● Input material:
*** Begin section ***

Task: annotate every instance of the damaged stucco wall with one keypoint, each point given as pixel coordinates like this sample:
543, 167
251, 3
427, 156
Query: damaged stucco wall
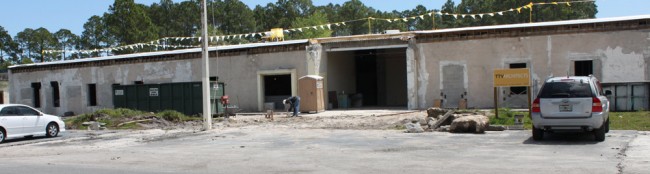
621, 55
238, 72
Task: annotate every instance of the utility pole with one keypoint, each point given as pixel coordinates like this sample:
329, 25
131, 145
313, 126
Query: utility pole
205, 67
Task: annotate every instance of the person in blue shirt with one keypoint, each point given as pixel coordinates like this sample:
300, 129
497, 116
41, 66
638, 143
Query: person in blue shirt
294, 105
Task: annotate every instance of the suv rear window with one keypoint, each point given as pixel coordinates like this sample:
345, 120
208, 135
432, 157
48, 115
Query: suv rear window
566, 89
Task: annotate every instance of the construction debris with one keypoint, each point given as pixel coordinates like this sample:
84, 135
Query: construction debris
413, 127
469, 124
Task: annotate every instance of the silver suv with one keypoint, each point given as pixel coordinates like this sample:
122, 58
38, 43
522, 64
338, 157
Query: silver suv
571, 103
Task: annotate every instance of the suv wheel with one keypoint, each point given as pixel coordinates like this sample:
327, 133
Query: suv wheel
538, 134
599, 134
52, 130
607, 126
2, 135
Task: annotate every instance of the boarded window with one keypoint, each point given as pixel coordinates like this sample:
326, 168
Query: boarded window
92, 94
584, 68
55, 94
517, 90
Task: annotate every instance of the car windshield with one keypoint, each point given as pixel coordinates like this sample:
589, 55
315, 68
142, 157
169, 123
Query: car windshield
566, 89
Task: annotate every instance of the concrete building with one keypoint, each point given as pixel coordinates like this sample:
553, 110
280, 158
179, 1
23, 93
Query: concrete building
409, 69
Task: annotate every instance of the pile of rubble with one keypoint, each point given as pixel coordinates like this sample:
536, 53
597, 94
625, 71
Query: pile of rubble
445, 120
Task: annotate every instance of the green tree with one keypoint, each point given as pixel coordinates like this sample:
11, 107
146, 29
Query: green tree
129, 23
94, 36
232, 17
317, 18
354, 10
24, 40
8, 47
67, 41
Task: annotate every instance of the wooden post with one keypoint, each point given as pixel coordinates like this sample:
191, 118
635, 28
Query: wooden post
530, 94
433, 19
496, 104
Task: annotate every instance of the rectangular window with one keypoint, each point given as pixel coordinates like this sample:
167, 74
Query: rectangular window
36, 88
92, 94
55, 94
584, 68
517, 90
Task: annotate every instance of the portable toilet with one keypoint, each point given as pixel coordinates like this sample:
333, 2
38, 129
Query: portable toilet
310, 90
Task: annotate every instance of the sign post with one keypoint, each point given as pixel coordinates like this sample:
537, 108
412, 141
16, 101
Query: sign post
510, 78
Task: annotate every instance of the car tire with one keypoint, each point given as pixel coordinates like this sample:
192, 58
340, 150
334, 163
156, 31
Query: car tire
599, 134
607, 126
538, 134
3, 135
52, 130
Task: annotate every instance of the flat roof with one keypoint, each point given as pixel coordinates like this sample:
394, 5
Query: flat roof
159, 53
345, 38
538, 24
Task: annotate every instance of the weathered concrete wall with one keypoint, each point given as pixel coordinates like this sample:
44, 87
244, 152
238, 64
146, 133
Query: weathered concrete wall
622, 55
238, 72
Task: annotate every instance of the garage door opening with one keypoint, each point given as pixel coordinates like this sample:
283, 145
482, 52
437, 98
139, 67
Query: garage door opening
367, 78
276, 88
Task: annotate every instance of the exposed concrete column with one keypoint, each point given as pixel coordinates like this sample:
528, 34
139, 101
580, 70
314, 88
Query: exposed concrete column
412, 74
314, 57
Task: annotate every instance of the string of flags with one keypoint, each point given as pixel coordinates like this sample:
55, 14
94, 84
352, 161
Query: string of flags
166, 43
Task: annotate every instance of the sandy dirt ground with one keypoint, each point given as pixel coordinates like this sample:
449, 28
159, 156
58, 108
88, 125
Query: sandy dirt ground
366, 141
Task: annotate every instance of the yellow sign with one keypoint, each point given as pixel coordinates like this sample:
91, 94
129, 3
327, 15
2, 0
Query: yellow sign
511, 77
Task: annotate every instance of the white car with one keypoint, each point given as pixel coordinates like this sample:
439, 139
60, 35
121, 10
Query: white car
571, 103
23, 121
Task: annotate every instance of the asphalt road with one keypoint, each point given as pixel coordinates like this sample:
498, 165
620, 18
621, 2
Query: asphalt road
287, 150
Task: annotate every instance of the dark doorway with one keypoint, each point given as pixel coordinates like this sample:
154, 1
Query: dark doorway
584, 68
277, 88
55, 93
36, 87
366, 75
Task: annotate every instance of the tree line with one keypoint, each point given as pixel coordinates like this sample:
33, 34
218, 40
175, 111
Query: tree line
127, 22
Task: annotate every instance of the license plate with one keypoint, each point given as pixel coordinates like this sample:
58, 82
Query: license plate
566, 108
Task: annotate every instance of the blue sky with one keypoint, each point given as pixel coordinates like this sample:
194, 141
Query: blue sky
16, 15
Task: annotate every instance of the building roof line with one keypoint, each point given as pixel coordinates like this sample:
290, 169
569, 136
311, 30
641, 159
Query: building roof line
160, 53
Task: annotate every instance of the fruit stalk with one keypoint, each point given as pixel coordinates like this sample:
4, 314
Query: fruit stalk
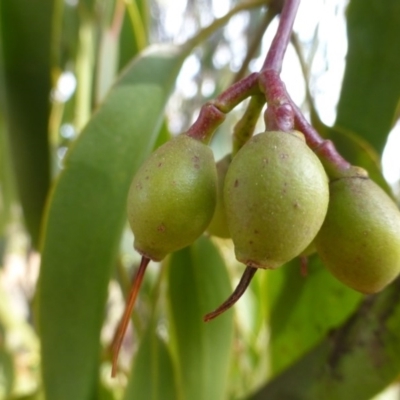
235, 296
212, 114
120, 333
244, 129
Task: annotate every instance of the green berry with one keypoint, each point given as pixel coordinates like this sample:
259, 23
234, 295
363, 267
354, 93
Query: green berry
359, 241
219, 224
172, 197
276, 197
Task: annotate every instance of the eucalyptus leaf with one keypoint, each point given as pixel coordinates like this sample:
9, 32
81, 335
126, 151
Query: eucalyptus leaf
371, 85
25, 29
85, 217
152, 376
198, 283
303, 309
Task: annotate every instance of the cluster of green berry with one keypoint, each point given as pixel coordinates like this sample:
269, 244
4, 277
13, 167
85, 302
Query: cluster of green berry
275, 200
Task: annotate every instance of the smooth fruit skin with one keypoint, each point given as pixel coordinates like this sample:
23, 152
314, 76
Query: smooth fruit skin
172, 197
276, 197
359, 241
219, 224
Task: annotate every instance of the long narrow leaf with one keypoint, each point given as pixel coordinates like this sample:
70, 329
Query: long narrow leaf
26, 27
371, 85
198, 283
85, 217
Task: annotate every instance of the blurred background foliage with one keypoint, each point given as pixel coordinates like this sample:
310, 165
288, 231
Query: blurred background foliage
88, 89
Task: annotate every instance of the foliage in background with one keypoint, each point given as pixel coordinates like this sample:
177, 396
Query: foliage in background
67, 160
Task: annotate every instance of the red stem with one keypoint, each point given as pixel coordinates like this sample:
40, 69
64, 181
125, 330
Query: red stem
276, 52
120, 333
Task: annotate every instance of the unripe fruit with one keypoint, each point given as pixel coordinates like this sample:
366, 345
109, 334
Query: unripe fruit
276, 197
219, 224
359, 241
172, 197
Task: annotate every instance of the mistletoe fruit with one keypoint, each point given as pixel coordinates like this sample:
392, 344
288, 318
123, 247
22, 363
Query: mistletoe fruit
359, 241
276, 198
172, 197
219, 224
170, 203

*** End section ***

● Work order: Set down, word for word, every line from the line that holds "Query: smooth fruit skin" to the end of the entries above, including both ends.

● Written reply:
Query: smooth fruit skin
172, 197
276, 197
359, 241
219, 224
Task: annotate every instance of the long narrow leaf with one keypoint, each point given as pixel coordinates like this sample:
70, 329
Query: long narrow leaf
26, 27
371, 85
198, 283
85, 217
Task: annotate every instance of the blurred background foliage with one keypoint, each point given as pixel coordinates like this sample:
310, 165
288, 231
Query: blurred background foliage
88, 89
Task: annotate every instance of the foliage in background with one keypoint, each point given as pixel coordinates like this sample:
177, 396
Query: foliage in background
67, 160
Task: annotate every instance of the red stem with one keypoint, each point given as pixel coordinates like this sample:
40, 69
64, 181
125, 330
Query: red stem
276, 52
120, 333
Task: annotate every instance of the unripe fruit with one keypoint, each point given as pixel coordinates like this sample:
366, 345
109, 334
Query: unripe fruit
276, 197
219, 224
359, 241
172, 197
Task: annotate every instance of the mistletoe fruit with one keypoint, each point given as pixel coordinates like this sample:
392, 344
288, 318
123, 247
22, 363
Query: mistletoe fruit
359, 241
276, 198
172, 197
219, 224
170, 203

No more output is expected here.